### [What you need to do]
Repeat word for word the lines of the items below, starting with the line containing "Put a pin on every instance of the ski track" and ending with the line containing "x=722 y=388", both included.

### [Stored data entries]
/---
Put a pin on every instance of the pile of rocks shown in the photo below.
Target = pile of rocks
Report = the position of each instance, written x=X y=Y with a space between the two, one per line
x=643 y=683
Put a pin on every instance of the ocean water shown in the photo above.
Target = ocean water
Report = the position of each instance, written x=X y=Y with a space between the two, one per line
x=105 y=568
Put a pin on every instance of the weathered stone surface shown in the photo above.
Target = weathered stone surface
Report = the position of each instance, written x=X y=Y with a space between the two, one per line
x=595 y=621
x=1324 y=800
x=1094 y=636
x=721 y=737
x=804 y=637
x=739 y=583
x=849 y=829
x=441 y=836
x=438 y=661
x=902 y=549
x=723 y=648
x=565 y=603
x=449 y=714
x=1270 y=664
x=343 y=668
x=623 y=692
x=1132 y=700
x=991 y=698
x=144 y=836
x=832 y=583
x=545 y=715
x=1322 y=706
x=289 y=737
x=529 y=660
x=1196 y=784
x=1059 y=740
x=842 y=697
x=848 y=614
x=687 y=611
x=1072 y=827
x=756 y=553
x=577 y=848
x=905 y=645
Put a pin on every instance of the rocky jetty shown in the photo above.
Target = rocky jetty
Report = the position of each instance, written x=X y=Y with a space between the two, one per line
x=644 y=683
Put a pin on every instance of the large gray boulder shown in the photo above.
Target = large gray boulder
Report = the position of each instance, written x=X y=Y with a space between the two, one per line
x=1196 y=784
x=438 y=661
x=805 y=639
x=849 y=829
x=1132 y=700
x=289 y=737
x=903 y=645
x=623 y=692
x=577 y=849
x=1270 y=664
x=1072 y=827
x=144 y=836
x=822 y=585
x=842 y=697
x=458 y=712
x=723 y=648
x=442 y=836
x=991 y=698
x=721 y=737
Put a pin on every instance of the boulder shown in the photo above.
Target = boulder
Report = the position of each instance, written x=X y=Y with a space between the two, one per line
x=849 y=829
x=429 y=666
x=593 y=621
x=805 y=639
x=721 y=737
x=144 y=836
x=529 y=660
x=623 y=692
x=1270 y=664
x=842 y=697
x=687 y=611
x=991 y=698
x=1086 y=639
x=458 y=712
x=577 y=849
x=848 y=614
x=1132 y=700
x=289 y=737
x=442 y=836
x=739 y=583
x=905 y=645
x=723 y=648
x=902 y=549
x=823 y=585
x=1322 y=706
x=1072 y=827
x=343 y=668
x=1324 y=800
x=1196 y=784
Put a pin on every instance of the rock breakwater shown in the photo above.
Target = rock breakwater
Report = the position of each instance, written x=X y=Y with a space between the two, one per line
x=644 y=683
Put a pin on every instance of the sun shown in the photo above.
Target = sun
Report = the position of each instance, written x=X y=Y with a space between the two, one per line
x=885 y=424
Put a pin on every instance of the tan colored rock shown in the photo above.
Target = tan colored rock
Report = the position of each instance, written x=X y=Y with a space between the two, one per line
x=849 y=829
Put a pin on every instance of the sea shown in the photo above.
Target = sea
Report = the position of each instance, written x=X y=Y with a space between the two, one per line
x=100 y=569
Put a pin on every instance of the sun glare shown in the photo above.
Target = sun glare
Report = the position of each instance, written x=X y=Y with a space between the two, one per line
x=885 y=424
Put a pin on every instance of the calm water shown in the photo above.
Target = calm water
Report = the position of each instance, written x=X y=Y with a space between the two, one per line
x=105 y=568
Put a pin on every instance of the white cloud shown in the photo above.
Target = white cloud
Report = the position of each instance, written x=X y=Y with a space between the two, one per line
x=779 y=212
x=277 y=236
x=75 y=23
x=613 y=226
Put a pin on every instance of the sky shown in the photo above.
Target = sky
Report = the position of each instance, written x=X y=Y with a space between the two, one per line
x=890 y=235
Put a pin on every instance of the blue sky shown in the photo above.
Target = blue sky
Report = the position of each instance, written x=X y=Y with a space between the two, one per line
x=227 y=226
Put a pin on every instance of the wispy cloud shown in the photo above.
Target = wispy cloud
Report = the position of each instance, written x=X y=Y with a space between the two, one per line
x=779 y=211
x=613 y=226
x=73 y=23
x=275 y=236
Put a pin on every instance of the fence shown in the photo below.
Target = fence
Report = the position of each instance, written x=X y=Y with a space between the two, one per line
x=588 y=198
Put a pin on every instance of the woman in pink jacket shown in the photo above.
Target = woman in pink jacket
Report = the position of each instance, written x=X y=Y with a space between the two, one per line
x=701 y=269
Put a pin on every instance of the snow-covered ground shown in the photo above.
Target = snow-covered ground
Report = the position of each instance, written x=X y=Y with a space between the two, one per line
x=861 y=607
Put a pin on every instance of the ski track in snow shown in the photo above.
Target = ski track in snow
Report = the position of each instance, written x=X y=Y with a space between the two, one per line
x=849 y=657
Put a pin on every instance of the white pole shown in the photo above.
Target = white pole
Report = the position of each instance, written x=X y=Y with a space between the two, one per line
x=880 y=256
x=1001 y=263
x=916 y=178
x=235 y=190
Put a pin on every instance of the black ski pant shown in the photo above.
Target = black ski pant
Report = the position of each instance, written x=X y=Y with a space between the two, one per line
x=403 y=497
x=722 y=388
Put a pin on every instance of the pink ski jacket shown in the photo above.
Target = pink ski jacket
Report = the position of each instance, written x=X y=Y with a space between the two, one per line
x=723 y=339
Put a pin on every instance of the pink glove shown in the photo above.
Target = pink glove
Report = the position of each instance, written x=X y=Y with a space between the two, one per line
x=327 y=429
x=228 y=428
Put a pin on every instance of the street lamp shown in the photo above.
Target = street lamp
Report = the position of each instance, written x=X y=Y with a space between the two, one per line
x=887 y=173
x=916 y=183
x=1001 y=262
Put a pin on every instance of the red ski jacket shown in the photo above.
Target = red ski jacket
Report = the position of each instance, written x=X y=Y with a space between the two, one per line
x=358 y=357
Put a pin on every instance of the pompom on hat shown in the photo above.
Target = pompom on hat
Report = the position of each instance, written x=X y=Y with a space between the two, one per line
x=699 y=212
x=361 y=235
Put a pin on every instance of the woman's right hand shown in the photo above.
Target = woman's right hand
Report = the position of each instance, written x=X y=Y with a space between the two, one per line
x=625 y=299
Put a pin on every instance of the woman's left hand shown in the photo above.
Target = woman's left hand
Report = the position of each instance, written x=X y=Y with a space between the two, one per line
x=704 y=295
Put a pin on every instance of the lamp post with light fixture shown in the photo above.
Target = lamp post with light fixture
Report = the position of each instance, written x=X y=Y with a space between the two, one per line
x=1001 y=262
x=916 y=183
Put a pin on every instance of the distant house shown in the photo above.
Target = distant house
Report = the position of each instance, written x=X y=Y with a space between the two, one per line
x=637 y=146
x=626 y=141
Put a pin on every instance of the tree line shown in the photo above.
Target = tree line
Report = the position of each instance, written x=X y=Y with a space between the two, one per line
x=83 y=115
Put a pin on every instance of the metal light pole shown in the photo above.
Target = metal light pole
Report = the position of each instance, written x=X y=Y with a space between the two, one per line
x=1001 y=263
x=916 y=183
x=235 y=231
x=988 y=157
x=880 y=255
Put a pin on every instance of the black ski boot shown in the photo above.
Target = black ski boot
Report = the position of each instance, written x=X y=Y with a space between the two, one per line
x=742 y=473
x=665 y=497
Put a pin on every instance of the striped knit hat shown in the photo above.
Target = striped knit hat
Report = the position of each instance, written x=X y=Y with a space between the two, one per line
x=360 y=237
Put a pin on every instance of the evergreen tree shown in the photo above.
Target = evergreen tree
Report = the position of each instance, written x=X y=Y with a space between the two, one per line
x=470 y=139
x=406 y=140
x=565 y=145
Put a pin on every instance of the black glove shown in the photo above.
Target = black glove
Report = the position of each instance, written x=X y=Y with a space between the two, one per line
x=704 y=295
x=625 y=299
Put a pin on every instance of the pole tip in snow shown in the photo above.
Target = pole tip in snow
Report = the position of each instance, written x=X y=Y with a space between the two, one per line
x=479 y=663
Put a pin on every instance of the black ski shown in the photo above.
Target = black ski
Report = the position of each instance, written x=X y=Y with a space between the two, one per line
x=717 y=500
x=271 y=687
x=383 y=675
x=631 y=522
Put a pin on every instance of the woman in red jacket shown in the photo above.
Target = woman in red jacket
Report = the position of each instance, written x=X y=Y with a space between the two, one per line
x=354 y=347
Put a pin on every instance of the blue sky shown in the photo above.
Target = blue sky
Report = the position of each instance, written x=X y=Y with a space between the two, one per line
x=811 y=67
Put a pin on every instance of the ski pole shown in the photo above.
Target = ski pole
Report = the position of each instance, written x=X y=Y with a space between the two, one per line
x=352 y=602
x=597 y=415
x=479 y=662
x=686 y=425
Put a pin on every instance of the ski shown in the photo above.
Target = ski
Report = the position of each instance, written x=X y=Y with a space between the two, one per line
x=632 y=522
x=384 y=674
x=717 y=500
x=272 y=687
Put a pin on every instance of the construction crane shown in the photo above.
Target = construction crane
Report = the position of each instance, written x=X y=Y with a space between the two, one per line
\---
### [Full solution]
Put a pin on every instance of the ski track in snow shown in the photo above.
Target = ski track in snow
Report = the position of each instance, written x=X y=Y with a space between the two, one per line
x=849 y=657
Put a pin on every instance of the white pole shown in the photo above.
Target = white pole
Report = the position of each instance, written x=X y=Y with a space between the two, one per line
x=880 y=256
x=1001 y=263
x=916 y=178
x=235 y=190
Put a pin on every instance of the black ski pant shown in the photo above.
Target = black ski pant
Report = the position of each instance, written x=X y=Y with a space between the two, one per line
x=403 y=497
x=722 y=388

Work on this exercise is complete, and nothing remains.